The molecular underpinnings of platelet activation in ischemic stroke remain elusive. A transient rise in cytosolic free Ca2+, [Ca2+]i, is presumed to be critical in triggering temporary platelet adhesion whereas sustained calcium signal is necessary for irreversible platelet aggregation and thrombosis27. Apart from platelet hyperactivity, hypercoagulability is, too, associated with a heightened risk of cerebrovascular accidents, including ischemic stroke28. Several studies have attributed greater platelet reactivity, higher blood level of fibrinogen, and/or stimulated coagulation system to higher incidence of recurrent vascular events18,29.

Notably, most studies on platelet hyperactivity in stroke focus on ischemic stroke though there is dearth of serious research on the cryptogenic stroke subtype. Lack of information on underlying molecular details leading to platelet hyper-responsiveness is the major impediment in developing effective anti-thrombotic and anti-platelet therapeutic measures. Since platelet hyperactivity could either be the cause or consequence of thrombosis in cryptogenic stroke, we chose cardioembolic stroke as the control group where aetiology is related to blood stasis rather than platelet hyperactivity while being associated with thrombosis. In the present study, we have investigated platelet responsiveness in cryptogenic stroke compared to cardioembolic stroke and have evaluated agonist-induced platelet responses in both groups.

Material and methods

Materials

Thrombin receptor activating peptide, TRAP (# S1820) was the product of Sigma. Anti-CD62P (# 550561), anti-CD14 (# 555397) and anti-CD41a (#559777) antibodies, and BD FACS Lysing Solution (# 349202) were from BD Biosciences. Kaolin vials along with cups and pins (# 39235010) were purchased from Haemonetics. Fluo-4/AM (# F14201) was the product of Invitrogen. All other reagents were of analytical grade. Type I deionized water (18.2 MΩ.cm, Millipore) was used for preparation of solutions.

Patient selection

All the patients were evaluated keeping with the latest American Heart Association/American Stroke Association guideline for stroke management. A complete evaluation, including clinical assessment and neurological examination, was carried out in line with the National Institutes of Health Stroke Scale (NIHSS) within 60 min of the patient’s arrival. The patient underwent a diagnostic evaluation to establish stroke type and etiological classification as per TOAST. Complete clinical and demographic profile, as well as vascular risk factors (blood pressure > 140/90 mm Hg at two readings before stroke or 15 days after stroke or on an antihypertensive regimen, elevated haemoglobin A1c or elevated blood glucose at two lessons before or 15 days after stroke or on an anti-diabetic treatment, total cholesterol 150–250 mg/dl or triglycerides 10–250 mg/dl or a lipid-lowering medication) were recorded.

Stored items
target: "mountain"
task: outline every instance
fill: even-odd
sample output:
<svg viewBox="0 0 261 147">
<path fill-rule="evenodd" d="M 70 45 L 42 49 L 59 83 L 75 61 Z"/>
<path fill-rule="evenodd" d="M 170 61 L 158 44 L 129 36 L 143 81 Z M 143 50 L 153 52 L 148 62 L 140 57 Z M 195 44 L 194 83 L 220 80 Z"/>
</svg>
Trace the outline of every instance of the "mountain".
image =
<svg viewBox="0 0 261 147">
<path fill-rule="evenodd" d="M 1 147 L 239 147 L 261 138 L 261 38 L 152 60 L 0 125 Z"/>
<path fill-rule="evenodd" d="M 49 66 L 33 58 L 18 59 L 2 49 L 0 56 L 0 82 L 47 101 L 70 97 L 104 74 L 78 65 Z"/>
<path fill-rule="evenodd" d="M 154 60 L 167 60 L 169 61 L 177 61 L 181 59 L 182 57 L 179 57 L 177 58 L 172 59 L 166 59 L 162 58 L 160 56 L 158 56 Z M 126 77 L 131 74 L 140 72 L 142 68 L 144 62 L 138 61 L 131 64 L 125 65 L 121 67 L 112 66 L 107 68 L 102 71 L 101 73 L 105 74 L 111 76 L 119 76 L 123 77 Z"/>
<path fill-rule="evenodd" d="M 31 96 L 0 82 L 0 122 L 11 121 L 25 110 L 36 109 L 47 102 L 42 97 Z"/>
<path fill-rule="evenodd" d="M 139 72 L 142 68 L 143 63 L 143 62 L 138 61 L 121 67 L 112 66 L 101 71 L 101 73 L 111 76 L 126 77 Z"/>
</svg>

▶ _Activities_
1/ In the stroke passage, which stroke subtype did the researchers choose as the control group?
2/ Please retype the stroke passage starting at the words "Notably, most studies" and stopping after "in both groups.".
These items stand apart from the stroke passage.

▶ _Answer list_
1/ Cardioembolic stroke.

2/
Notably, most studies on platelet hyperactivity in stroke focus on ischemic stroke though there is dearth of serious research on the cryptogenic stroke subtype. Lack of information on underlying molecular details leading to platelet hyper-responsiveness is the major impediment in developing effective anti-thrombotic and anti-platelet therapeutic measures. Since platelet hyperactivity could either be the cause or consequence of thrombosis in cryptogenic stroke, we chose cardioembolic stroke as the control group where aetiology is related to blood stasis rather than platelet hyperactivity while being associated with thrombosis. In the present study, we have investigated platelet responsiveness in cryptogenic stroke compared to cardioembolic stroke and have evaluated agonist-induced platelet responses in both groups.